(Given passage begins)

Research tools Flashcards
Study design
Plan study - decide on field and literature review
Design study - variables, hypothesis, type of study, appropriate population, experimental methodology, sample size
Ethical issues + approval
Sample and data collect
Use statistics to draw conclusions
Interpret study findings
Present study
Interventional studies
Observed after subjected to intervention
Randomized controlled trial = best for intervention
- double-blinded (neither participants nor researcher aware)
- single-blinded (only researcher aware)
- non-blinded (both aware)
Non-randomized aka quasi-experiments, if randomization impossible or unethical
- interrupted time series analysis (observations before and after an interaction)
- case(intervention)-control (no intervention)
Observational studies
Ecological
- populations not individuals
- susceptible to confounding factors (ecological bias)

(Given passage ends)

* Try it:
Using the research tools flashcards, answer these:
1. In a single-blinded trial, who is aware?
2. What is another name for non-randomized studies?
3. What do ecological studies look at instead of individuals?

(Records shown begins)

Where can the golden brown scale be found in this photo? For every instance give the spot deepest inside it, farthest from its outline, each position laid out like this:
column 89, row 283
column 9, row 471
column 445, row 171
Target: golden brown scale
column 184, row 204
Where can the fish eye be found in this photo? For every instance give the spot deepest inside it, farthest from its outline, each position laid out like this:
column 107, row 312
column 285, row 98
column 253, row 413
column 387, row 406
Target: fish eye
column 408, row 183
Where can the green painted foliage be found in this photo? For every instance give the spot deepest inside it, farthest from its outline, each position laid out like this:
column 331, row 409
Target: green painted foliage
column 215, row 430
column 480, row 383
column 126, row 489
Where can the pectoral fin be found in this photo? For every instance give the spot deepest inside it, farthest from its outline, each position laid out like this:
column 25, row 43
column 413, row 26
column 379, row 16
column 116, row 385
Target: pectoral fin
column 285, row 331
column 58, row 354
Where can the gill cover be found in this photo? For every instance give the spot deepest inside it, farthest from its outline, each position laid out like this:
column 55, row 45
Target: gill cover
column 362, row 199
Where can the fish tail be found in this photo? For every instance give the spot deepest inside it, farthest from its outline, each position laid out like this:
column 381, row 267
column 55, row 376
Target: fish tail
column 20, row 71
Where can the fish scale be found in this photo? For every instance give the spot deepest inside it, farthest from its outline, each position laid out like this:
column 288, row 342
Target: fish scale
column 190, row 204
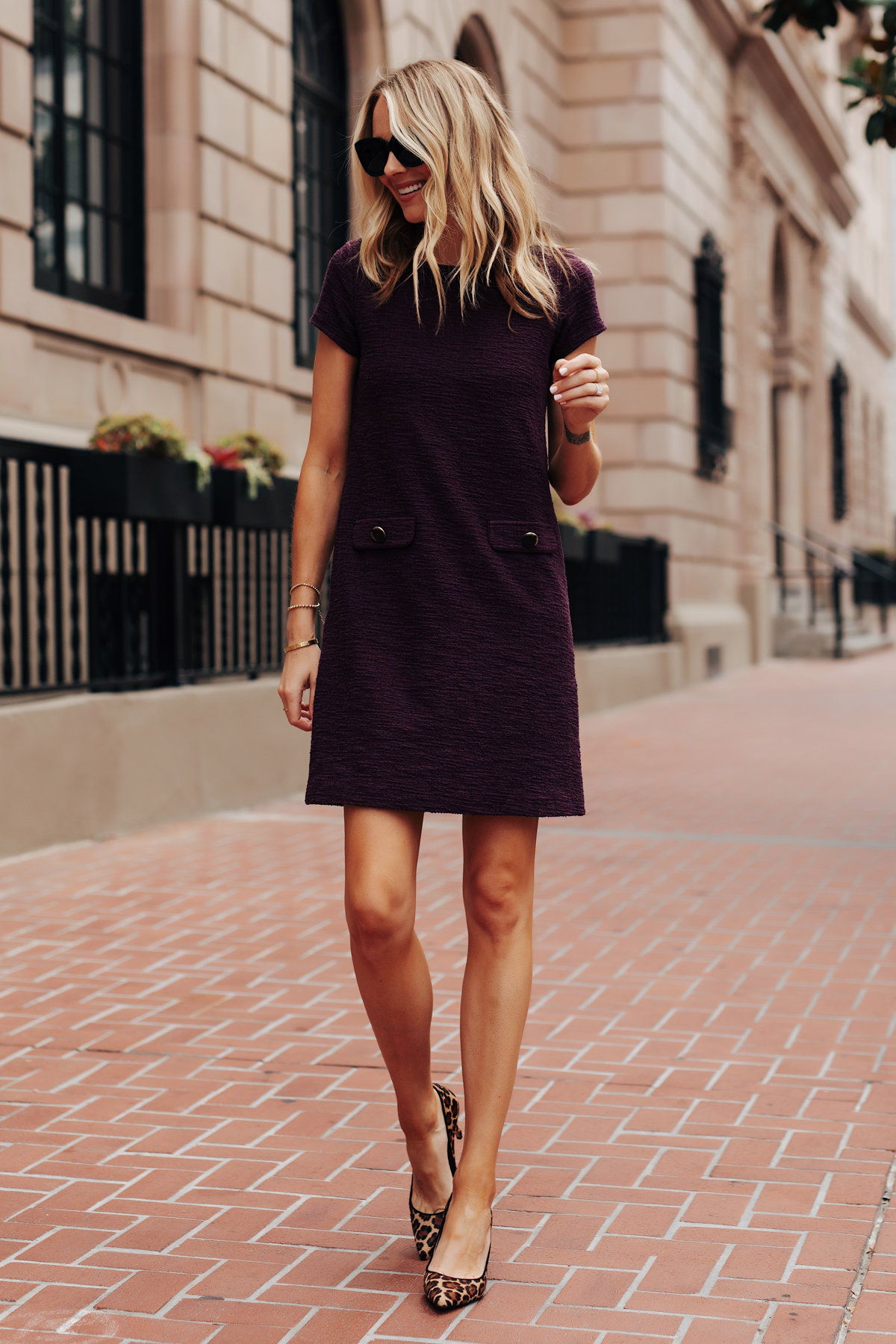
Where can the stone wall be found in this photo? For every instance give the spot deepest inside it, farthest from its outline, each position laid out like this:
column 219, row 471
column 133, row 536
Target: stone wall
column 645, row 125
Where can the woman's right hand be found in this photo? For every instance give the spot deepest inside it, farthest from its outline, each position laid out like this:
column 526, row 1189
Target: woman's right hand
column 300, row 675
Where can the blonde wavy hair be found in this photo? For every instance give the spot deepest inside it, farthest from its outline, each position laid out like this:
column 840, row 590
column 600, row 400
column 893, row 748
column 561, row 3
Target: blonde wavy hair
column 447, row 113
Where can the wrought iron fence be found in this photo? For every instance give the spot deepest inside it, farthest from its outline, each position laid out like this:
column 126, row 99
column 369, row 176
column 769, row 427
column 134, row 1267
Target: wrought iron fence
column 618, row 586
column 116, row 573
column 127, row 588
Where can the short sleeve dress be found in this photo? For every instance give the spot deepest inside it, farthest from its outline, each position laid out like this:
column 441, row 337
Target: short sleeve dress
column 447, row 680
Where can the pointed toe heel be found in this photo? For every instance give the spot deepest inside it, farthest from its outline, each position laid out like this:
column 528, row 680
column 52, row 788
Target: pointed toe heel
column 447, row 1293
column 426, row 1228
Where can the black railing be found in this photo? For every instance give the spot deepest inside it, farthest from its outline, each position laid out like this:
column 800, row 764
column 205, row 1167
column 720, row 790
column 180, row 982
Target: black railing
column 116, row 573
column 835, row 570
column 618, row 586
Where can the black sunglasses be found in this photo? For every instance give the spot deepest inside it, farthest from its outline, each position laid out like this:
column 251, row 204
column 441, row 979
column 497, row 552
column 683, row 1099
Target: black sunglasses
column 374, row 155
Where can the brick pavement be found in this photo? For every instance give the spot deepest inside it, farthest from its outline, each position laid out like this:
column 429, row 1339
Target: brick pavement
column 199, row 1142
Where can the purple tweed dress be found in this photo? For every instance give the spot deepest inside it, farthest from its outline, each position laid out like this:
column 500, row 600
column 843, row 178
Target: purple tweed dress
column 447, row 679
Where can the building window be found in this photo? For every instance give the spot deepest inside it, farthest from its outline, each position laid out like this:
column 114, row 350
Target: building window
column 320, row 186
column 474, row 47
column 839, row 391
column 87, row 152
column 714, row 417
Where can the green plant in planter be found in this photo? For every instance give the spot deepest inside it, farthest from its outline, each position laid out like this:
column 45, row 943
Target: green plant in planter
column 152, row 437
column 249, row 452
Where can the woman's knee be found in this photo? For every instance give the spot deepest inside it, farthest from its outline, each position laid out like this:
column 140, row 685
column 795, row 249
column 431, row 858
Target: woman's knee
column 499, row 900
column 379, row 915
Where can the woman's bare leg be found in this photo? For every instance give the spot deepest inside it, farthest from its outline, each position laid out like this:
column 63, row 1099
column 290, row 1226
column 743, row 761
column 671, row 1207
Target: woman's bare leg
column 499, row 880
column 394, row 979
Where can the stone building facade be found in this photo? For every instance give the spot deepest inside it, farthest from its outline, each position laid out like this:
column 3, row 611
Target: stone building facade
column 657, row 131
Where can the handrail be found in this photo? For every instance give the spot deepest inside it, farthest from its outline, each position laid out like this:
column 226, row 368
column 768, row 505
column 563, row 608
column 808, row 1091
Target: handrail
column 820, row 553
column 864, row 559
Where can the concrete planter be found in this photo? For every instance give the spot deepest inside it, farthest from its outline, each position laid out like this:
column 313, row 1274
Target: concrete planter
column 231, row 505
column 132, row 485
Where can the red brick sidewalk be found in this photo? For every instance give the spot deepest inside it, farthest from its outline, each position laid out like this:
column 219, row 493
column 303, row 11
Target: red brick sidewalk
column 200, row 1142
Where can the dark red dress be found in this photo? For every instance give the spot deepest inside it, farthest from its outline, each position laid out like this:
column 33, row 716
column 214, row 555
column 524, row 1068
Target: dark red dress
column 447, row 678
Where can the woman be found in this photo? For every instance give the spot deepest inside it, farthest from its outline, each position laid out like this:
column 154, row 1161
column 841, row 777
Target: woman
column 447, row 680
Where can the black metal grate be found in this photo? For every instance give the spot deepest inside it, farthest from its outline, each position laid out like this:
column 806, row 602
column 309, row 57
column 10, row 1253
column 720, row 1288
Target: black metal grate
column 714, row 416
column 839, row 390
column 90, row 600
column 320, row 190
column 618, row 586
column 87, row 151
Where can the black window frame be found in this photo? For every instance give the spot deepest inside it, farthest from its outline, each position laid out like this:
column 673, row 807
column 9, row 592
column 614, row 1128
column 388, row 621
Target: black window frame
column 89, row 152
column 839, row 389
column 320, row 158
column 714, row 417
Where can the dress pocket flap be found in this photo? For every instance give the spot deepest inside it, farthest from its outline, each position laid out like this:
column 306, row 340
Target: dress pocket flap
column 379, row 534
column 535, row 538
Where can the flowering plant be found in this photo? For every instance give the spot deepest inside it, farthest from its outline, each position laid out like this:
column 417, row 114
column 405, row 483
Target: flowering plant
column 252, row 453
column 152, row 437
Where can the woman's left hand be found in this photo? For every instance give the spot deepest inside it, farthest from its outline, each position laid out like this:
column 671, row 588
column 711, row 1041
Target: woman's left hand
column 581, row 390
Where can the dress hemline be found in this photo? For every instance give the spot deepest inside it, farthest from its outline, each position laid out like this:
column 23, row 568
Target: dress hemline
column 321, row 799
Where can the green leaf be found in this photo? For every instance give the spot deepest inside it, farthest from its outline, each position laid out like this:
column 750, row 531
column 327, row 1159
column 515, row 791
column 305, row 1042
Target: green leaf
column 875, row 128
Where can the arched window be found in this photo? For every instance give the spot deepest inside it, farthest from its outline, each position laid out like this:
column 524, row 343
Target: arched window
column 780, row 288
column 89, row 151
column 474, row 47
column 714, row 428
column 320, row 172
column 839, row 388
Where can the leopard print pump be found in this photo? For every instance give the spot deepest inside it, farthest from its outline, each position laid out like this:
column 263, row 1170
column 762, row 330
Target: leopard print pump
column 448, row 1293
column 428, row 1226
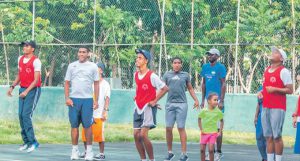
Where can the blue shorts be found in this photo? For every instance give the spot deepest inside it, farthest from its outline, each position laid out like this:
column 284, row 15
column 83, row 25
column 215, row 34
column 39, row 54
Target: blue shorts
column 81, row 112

(Records shown ends)

* Output:
1. Only the researcher.
2. Quasi-experiments.
3. Populations.